Aim of the exercise
Every record shown below should be duplicated exactly.

Record extracts
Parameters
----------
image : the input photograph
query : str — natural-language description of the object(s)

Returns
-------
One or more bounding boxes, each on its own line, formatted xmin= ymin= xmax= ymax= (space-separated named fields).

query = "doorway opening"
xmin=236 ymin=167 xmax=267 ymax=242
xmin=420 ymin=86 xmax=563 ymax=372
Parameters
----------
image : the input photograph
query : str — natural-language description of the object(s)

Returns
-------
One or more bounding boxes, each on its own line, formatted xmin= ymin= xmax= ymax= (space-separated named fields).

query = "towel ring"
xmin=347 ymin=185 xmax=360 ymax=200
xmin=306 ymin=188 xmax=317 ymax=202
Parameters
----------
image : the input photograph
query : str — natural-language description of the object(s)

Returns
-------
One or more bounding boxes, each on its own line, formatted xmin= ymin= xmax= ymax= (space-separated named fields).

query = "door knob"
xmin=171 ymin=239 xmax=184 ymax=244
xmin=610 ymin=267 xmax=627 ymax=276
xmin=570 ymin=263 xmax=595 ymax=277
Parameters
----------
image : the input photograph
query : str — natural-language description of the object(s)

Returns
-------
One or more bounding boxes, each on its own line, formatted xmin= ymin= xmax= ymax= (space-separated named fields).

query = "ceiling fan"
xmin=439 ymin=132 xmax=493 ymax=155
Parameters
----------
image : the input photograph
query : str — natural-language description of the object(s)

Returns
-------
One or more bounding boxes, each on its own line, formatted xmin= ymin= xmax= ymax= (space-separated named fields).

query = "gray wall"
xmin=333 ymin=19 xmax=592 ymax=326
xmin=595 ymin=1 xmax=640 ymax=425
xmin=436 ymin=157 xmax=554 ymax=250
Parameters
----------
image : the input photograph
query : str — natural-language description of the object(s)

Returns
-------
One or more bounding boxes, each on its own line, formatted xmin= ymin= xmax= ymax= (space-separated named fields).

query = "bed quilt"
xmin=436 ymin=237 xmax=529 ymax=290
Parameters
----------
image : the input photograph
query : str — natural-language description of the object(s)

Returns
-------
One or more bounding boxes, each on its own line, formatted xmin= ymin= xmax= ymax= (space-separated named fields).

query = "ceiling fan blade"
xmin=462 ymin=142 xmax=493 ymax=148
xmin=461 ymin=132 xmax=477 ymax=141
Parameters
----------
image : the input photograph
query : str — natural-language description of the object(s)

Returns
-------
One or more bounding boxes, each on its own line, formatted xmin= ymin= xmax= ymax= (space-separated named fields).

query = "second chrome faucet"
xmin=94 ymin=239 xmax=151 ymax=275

Written solution
Parameters
----------
image : the input photograph
query : str — natural-language description of the object(s)

Returns
-------
One or more bounding boxes, each on its own line, formatted xmin= ymin= xmax= ymax= (space-separated named fields).

query = "doorway opening"
xmin=236 ymin=167 xmax=267 ymax=242
xmin=420 ymin=86 xmax=563 ymax=372
Parameters
----------
image : the input photograph
query : str — natural-language description of the object(s)

Returns
-------
One or more bounding boxes, each on its own line, formatted xmin= ymin= xmax= ymax= (space-separated named fields).

query = "towel ring"
xmin=347 ymin=185 xmax=360 ymax=200
xmin=306 ymin=188 xmax=317 ymax=202
Parameters
----------
image : the input photograph
query : str — natural-language description of the object(s)

Returns
-------
One or more bounding boxes, each on its own line, formatted xmin= ymin= xmax= ymax= (space-separated named fields).

query = "door knob"
xmin=171 ymin=239 xmax=184 ymax=244
xmin=610 ymin=267 xmax=627 ymax=276
xmin=570 ymin=263 xmax=595 ymax=277
Parameters
----------
image : the input photograph
query : str — natural-language description of the object(s)

Returns
-------
One or more bounding boxes, each on its own line, formatted xmin= ymin= xmax= ymax= (space-separated named fields).

query = "ceiling fan"
xmin=439 ymin=132 xmax=493 ymax=155
Parameters
----------
image : the input photograph
query : str — natural-language description of the object(s)

Returns
-------
One or more bounding boxes, each on its own line, formatted xmin= ymin= xmax= ymax= (space-separated named fields).

query = "gray wall"
xmin=333 ymin=19 xmax=592 ymax=326
xmin=595 ymin=1 xmax=640 ymax=425
xmin=436 ymin=157 xmax=554 ymax=250
Parameters
----------
image : the input photograph
query : str — natural-language description of the object(s)

Returns
-------
One or more bounding boxes, each on its own line, formatted xmin= ymin= xmax= ymax= (space-separated named fields).

query = "bed quilt"
xmin=436 ymin=237 xmax=529 ymax=290
Parameters
----------
image : the input photograph
query : str — natural-language description of the object(s)

Returns
-------
One or more bounding boxes, each on its own line, formatted xmin= ymin= xmax= ymax= (space-separated named fields).

query = "ceiling fan blade"
xmin=462 ymin=142 xmax=493 ymax=148
xmin=461 ymin=132 xmax=477 ymax=141
Parameters
----------
image : the input photograph
query : str — natural-language description of the object(s)

Returns
-------
One or more bounding boxes, each on its own line, formatted xmin= ymin= xmax= ymax= (space-separated named fields).

query = "second chrome faucet"
xmin=94 ymin=239 xmax=151 ymax=275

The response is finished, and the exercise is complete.